### Petunjuk Tugas
A. Jawablah pertanyaan berikut berdasarkan teks tentang penyebaran Islam:
(i) Dua imperium besar apa yang diruntuhkan Daulah Islamiyah?
(ii) Gagasan apa yang menjadi faktor penting bagi mobilisasi umat Islam?
(iii) Menurut sejarawan, peran siapa yang tidak bisa diabaikan dalam perkembangan Islam?
B. Lanjutkan teks tentang penyebaran Islam dan hubungannya dengan Barat, mulai setelah kalimat terakhirnya.

Sementara Iran dalam hal ini selalu menjadi penentang Barat yang berani
melakukan perlawanan.
Secara historis memang ada hal
yang mengindikasikan terjadinya konflik tersebut. Sejarah membuktikan setelah
satu abad Nabi Muhammad wafat, Islam menjadi sebuah kekuatan besar dengan
bersatunya suku-suku bangsa Arab sehingga mampu bediri dalam Daulah Islamiyah yang sanggup
meruntuhkan dua imperium besar yang mengapitnya saat itu, Byzantium (Romawi
Timur) di bagian barat dan Persia di bagian timur. Pada abad berikutnya Islam
menyebar ke banyak bagian dunia yang membentang dari Afrika sampai Asia
Tenggara. Selain itu muncul kota-kita
besar Islam yang kini merupakan negara-negara di Asia Tengah (bekas Uni
Soviet), Cina, Eropa Timur, Spanyol, Italia Selatan dan Sicilia.[5]
Pengaruh dan perluasan kekuasaan Islam yang tersebar di beberapa benua tersebut
diakui sebagai sebuah prestasi fantastik dari Islam yang tidak terbantahkan.
Penyebaran Islam yang sangat
cepat dan dinamis itu merupakan ancaman serius bagi Kristen (Barat), baik
secara politik dan keagamaan. Tentara dan pedagang Islam sekaligus membawa misi
Islam. Islam dipergunakan sebagai alat
pemersatu, pemberi inspirasi, serta memberikan alasan bagi perlunya ekspansi
tersebut. Gagasan tentang perlunya jihad
(berjuang di jalan Allah) menjadi faktor penting bagi mobilisasi umat Islam.[6]
Islam yang disebarkan dengan semangat persamaan dan menentang perbedaan
kelas,suku, bahasa, budaya memang menjadi magnet tersendiri di tempat islam
berkembang dan menancapkan kekuasaannya. Perkembangan islam yang dinilai
spektakuler itu menurut sejarawan tidak bisa diabaikan dari peran dari para
mujahid dan pendakwah muslim yang berjuang dengan penuh keikhlasan demi
kejayaan Islam.

[Entri Koleksi]
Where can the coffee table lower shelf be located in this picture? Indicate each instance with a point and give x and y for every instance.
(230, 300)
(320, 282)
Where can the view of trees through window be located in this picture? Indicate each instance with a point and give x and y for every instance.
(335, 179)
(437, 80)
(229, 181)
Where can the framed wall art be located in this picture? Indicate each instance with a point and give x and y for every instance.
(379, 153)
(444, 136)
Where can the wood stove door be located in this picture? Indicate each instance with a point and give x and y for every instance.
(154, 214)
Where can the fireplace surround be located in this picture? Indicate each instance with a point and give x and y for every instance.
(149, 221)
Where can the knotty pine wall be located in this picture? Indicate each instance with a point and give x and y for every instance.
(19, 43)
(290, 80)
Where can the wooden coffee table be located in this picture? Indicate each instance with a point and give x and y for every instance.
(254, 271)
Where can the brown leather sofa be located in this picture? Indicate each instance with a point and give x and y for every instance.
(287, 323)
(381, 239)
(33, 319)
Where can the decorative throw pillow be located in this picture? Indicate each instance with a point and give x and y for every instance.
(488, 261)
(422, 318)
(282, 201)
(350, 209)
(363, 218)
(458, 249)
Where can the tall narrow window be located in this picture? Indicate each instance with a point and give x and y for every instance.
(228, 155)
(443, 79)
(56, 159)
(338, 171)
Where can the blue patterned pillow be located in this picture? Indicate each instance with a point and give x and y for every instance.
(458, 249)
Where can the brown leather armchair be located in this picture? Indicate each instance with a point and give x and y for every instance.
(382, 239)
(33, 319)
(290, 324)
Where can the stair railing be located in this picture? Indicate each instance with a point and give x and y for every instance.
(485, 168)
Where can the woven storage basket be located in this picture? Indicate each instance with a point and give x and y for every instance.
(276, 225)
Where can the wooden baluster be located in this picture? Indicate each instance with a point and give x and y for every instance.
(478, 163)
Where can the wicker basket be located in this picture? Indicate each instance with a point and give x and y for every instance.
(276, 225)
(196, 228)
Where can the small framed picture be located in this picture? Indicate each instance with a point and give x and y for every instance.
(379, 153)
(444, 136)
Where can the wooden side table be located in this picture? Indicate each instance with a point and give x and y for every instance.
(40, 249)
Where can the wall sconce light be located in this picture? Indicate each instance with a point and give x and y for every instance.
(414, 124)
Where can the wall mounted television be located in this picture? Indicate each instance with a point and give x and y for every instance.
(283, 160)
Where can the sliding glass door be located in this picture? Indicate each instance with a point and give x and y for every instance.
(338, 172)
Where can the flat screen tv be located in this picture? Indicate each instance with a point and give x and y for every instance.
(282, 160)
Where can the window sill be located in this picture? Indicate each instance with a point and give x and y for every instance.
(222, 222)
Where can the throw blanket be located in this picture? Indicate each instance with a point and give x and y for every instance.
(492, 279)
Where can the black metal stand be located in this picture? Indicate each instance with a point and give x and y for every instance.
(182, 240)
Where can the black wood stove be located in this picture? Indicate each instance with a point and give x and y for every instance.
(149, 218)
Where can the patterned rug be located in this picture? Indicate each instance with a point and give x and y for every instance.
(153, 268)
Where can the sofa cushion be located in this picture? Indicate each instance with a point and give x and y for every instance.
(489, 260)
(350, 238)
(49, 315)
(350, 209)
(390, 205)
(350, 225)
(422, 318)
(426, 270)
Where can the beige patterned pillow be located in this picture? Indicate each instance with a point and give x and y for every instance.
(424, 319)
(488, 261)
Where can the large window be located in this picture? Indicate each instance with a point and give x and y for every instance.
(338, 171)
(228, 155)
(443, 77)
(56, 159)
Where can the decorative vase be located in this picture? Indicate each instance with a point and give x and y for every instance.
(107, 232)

...

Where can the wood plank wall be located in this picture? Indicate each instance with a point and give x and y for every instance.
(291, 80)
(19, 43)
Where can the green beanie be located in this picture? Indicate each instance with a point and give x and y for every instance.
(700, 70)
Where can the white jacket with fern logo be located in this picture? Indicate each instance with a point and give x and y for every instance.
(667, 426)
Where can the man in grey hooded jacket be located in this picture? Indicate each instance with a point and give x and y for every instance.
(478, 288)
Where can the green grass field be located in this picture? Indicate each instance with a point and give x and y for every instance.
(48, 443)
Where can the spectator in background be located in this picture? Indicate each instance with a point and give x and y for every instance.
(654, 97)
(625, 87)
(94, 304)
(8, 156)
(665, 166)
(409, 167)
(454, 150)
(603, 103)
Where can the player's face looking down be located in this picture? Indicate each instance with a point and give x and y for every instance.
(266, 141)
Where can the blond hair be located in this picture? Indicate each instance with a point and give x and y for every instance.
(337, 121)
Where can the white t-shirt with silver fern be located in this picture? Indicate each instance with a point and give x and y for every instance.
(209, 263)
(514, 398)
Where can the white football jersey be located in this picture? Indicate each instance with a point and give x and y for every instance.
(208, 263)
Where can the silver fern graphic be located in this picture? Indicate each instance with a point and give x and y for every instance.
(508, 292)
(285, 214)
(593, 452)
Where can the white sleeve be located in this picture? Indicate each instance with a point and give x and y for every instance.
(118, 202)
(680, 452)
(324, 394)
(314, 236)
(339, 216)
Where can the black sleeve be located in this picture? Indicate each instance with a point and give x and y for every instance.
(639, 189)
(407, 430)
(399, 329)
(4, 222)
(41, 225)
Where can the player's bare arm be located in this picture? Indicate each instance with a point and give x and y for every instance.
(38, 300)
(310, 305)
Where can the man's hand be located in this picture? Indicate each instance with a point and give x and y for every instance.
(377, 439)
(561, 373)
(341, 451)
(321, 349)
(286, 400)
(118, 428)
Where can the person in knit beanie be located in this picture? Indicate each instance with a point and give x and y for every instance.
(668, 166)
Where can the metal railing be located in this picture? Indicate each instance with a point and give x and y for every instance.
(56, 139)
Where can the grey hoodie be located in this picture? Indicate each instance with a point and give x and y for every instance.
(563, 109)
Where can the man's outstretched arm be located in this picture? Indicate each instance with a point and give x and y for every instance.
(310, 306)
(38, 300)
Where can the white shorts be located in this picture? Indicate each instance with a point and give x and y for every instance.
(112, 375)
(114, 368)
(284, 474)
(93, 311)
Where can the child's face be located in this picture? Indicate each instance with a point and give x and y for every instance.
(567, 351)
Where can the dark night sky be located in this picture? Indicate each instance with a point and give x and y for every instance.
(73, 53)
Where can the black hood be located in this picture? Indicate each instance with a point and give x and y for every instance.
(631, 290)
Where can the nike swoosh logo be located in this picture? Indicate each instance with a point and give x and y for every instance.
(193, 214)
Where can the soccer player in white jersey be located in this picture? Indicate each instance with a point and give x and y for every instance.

### Jawaban Berurutan
A.
(i) Byzantium (Romawi Timur) di bagian barat dan Persia di bagian timur.
(ii) Gagasan tentang perlunya jihad (berjuang di jalan Allah).
(iii) Peran para mujahid dan pendakwah muslim yang berjuang dengan penuh keikhlasan demi kejayaan Islam.

B.
Kesuksesan para mujahid dan tentara muslim tersebut
dianggap sebagai suatu kekuatan untuk menentang keberadaan dan dasar-dasar
agama Kristen. Wilyah-wilayah taklukan yang tadinya mayoritas Kristen lalu
menjadi minoritas, dan Islam menjadi kekuatan mayoritas. Sehingga dengan
sendirinya budaya Arab sangat mempengaruhi wilayah taklukan[7].
Hal ini jelas sangat menimbulkan rasa kebencian yang sangat dalam bagi umat
Kristen saat itu. Islam yang bertumbuh kembang dari Sahara yang tandus dan
gersang mampu menjadi sebuah kekuatan yang sangat besar dan disegani saat itu,
sehingga mampu menguasai sebagian besar wilayah yang berpenduduk Kristen.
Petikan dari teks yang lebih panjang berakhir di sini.